◆ **Work instructions**:
Update every line from the first one down to the line containing "496;246;644;295" by replacing "excavator" with "digger", leaving everything else unchanged.

Stored entries:
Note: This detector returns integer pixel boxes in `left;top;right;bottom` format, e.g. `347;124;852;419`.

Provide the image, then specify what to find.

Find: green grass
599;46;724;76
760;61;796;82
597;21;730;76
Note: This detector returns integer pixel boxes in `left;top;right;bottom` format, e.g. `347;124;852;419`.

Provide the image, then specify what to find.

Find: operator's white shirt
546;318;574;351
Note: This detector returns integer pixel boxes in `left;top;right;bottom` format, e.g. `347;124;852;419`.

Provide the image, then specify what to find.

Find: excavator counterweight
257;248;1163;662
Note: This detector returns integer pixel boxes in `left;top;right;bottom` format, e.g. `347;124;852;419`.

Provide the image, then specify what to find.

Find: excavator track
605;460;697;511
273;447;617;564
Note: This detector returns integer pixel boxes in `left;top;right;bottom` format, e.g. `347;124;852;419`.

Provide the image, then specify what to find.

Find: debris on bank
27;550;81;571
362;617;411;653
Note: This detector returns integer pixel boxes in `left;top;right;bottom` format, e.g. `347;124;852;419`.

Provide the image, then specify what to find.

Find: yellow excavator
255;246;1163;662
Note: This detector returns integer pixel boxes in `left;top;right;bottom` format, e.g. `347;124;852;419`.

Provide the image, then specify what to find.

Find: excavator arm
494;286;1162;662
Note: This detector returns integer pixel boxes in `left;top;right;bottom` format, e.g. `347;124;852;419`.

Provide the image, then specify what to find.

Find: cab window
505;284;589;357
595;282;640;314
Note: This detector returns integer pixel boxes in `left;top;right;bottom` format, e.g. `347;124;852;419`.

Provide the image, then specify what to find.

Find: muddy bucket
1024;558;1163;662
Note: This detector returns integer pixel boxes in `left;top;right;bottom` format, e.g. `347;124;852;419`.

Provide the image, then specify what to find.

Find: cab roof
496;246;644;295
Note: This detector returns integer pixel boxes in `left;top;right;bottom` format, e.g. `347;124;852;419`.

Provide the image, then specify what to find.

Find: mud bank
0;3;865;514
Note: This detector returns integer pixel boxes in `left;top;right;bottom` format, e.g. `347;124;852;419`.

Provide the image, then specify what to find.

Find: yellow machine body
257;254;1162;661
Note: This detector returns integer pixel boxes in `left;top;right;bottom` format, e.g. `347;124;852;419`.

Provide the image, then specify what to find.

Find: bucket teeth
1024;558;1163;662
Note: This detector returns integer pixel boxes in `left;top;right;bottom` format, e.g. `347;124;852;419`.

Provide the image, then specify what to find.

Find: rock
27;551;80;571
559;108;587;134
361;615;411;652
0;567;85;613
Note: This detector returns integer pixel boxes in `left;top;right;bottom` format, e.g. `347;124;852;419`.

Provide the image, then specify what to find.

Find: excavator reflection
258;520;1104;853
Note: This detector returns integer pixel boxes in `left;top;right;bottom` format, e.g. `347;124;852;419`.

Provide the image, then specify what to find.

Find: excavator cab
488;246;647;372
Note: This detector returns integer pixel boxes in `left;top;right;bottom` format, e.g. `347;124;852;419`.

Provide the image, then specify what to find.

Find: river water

◆ **Complete response**:
Note: This detector returns integer pixel boxes in `left;top;right;bottom` format, e.g. `347;124;852;419`.

Provide the image, then specify what to find.

Find: green grass
599;46;724;76
760;61;796;82
597;21;730;76
Note: This detector returns integer pixel boxes in `left;top;right;bottom` format, e.g. `347;124;852;419`.

Provide the image, then specify what to find.

Find: operator's white shirt
546;318;574;351
Note: This detector returns integer pixel boxes in `left;top;right;bottom` format, e.g. `347;124;852;419`.

Provide the image, then specify what to find.

Find: digger counterweight
257;248;1163;662
Note: This detector returns integer pixel boxes in `left;top;right;bottom` format, e.g. `347;124;852;419`.

Provide the image, then specify what to find.

Find: digger track
605;460;697;511
273;447;617;564
Note: This detector returns integer pixel boxes in `left;top;right;bottom` format, e.g. `347;124;852;419`.

Provide the image, then specify what to find.

Find: debris on bank
27;550;81;571
362;617;411;653
Note: This detector returns integer pixel boxes in `left;top;right;bottom` format, e.g. `347;124;852;419`.

Provide the image, then specify what to find.

Find: yellow digger
255;246;1163;662
Note: This detector returns integer pixel boxes in `left;top;right;bottom` format, e.g. `347;124;852;419`.

Provide the image, then specify what to find.

Find: digger arm
494;286;1162;662
Note: This detector returns integer pixel boxes in `left;top;right;bottom` format, e.g. `347;124;852;419`.

Provide the image, then specify what to find.

Find: cab window
505;284;589;357
595;282;640;314
Note: This detector returns integer pixel boxes in `left;top;right;bottom` format, e.g. `347;124;852;419`.

Provide the image, then specify what to find.

Find: muddy bucket
1024;558;1163;662
Note: This detector returns integer pixel boxes in `left;top;right;bottom` format, e.g. `347;124;852;419`.

Provide the image, then specify what to find.

Find: cab roof
496;246;644;295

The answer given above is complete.